Nuestros políticos no paran de darles vueltas a la investidura de un presidente del Gobierno. No se dan cuenta de que esto es condición necesaria, aunque no suficiente, para empezar a hacer política, pues sin Gobierno no hay oposición, no hay iniciativa política, no hay propuestas, porque… no hay Gobierno para ejecutarlas. Y, si esto es así, hoy solo hay dos opciones razonablemente viables: o se favorece la investidura de Rajoy con la abstención del PSOE, o vamos a unas terceras elecciones en las que los escaños del PP subirían por razones casi evidentes, sin que esto beneficie al resto. Es cierto, como dice el señor Sánchez, que “una mayoría no quiere a Rajoy”, pero no es menos cierto que una mayoría mayor no lo quiere a él, y que una mayoría mayor aún no quiere al señor Iglesias y que una mayoría mucho mayor no quiere al señor Rivera. Si la condición para ser presidente en España hubiera sido que una mayoría de los votantes lo quisiera, no hubiéramos tenido ningún presidente. Creo que no son tiempos de impostar la voz en ruedas de prensa, ni de componer el gesto, ni hacer el papel de damisela o cabarellete ofendido, sino de aceptar la pura y simple realidad. Con los números en la mano y siguiendo las reglas de la lógica política, la decisión es muy simple: o Rajoy o elecciones. Rajoy es, así, una condición necesaria para salir del bucle en el que estamos, aunque Rajoy no sea importante en sí mismo, como son irrelevantes los otros líderes políticos que tenemos. 

Y si el tema sobre el presidente es una cuestión casi evidente, el mantra de que los ciudadanos hemos votado “para que” los políticos se pongan de acuerdo es un sinsentido que oculta el hecho evidente de los resultados. Es un sinsentido porque el multipartidismo imperfecto que tenemos no es el fruto de una decisión racional, consciente y estratégica de un ente llamado “ciudadanía”. En absoluto. El multipartidismo imperfecto que tenemos es el resultado de una agregación de votos, sin que necesariamente lo que ha salido sea la preferencia de ninguno de los votantes. Más aún, cada uno de los votantes hubiera preferido una mayoría absoluta del partido al que ha votado, y dudo mucho que el resultado que tenemos sea ni siquiera la segunda preferencia de una mayoría de votantes. Máxime si tenemos en cuenta que muchos votantes votan no a “favor de”, sino “en contra de”. De hecho, el consenso de todos los partidos no sería la segunda preferencia de ningún votante racional, pues siempre habría una coalición de su primera preferencia con otro partido más próximo que sería preferible. El resultado que tenemos no es mejor ni peor que ningún otro, es el que es y no tiene significado en sí mismo, es sólo un hecho que hay que gestionar. Una gestión que implica negociar, no confrontar, no ponerse estupendo. No son tiempos de debates estériles, sino de hacer propuestas para los presupuestos, sobre la posición de España ante el terrorismo yihadista, la financiación autonómica, etc.

::::::::

▶ Tarea breve a
Responda a estas preguntas sobre el fragmento acerca de la investidura:
(i) ¿Cuáles son las dos opciones que el fragmento considera razonablemente viables?
(ii) ¿Qué afirmación atribuye el fragmento al señor Sánchez?
(iii) ¿Sobre qué asuntos concretos propone el fragmento hacer propuestas?

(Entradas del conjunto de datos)
::::::::

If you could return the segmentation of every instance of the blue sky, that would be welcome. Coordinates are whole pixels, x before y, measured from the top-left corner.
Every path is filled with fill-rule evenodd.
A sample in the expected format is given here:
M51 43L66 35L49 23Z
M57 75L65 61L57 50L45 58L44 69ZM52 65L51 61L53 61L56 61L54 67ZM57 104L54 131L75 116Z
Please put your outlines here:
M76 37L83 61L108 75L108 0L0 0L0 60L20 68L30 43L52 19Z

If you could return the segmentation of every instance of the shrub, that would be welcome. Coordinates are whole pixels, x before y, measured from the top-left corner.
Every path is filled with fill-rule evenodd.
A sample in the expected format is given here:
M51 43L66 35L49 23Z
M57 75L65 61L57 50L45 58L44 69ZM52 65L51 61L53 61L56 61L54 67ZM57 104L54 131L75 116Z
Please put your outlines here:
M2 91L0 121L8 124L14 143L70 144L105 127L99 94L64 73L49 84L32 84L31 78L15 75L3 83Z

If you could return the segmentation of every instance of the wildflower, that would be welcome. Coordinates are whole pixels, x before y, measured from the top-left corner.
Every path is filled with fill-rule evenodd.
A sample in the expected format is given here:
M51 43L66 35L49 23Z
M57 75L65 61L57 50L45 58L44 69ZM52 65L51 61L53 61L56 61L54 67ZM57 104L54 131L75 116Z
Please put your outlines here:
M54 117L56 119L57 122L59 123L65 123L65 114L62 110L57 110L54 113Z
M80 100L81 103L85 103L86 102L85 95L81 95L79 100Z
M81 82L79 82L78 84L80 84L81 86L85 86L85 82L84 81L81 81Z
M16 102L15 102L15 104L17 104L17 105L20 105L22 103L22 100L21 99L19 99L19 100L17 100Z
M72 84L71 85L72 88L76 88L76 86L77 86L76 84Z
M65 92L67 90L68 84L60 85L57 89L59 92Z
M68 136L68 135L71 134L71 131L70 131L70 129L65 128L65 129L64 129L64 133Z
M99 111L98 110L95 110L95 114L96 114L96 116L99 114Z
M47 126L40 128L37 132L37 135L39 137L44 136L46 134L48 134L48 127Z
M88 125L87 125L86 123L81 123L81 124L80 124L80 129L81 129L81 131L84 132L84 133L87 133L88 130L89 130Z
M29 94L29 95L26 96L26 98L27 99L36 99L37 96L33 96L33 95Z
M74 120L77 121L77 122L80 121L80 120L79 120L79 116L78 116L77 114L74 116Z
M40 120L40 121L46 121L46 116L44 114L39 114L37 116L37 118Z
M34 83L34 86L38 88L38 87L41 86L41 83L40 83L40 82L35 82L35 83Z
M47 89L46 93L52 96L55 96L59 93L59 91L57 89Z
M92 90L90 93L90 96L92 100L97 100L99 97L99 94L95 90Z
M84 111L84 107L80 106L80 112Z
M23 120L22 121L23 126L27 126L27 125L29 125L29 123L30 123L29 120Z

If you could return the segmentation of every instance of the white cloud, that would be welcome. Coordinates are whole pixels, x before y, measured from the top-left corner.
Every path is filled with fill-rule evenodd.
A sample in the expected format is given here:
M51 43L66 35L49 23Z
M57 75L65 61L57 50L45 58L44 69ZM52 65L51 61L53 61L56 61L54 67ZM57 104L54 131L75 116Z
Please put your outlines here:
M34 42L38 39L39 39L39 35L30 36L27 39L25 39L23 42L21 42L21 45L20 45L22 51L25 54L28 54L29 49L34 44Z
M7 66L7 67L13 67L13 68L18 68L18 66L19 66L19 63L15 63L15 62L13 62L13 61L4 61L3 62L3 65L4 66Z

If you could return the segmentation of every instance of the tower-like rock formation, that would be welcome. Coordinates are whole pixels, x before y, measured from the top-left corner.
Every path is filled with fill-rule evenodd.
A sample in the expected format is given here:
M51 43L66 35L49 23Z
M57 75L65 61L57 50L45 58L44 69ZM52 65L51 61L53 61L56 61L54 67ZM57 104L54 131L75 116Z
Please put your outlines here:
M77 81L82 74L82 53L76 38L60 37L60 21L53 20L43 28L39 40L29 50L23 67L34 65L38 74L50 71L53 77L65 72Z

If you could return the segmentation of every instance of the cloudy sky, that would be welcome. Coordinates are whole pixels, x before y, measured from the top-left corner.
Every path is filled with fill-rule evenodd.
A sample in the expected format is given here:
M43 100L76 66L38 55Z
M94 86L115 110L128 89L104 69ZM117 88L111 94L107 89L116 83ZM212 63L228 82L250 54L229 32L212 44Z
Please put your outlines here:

::::::::

▶ Tarea breve b
Reproduzca literalmente todo lo que va desde la línea de los registros que contiene "of the tower-like" hasta el final de los registros, con ambos extremos incluidos.

▶ Respuesta a
(i) Favorecer la investidura de Rajoy con la abstención del PSOE, o ir a unas terceras elecciones.
(ii) Que "una mayoría no quiere a Rajoy".
(iii) Sobre los presupuestos, la posición de España ante el terrorismo yihadista y la financiación autonómica.

▶ Respuesta b
If you could return the segmentation of every instance of the tower-like rock formation, that would be welcome. Coordinates are whole pixels, x before y, measured from the top-left corner.
Every path is filled with fill-rule evenodd.
A sample in the expected format is given here:
M51 43L66 35L49 23Z
M57 75L65 61L57 50L45 58L44 69ZM52 65L51 61L53 61L56 61L54 67ZM57 104L54 131L75 116Z
Please put your outlines here:
M77 81L82 74L82 53L76 38L60 37L60 21L53 20L43 28L39 40L29 50L23 67L34 65L38 74L50 71L53 77L65 72Z

If you could return the segmentation of every instance of the cloudy sky, that would be welcome. Coordinates are whole pixels, x before y, measured from the top-left corner.
Every path is filled with fill-rule evenodd.
A sample in the expected format is given here:
M43 100L76 66L38 55Z
M94 86L115 110L128 89L104 69ZM117 88L111 94L107 89L116 83ZM212 63L228 82L250 54L229 32L212 44Z
Please put your outlines here:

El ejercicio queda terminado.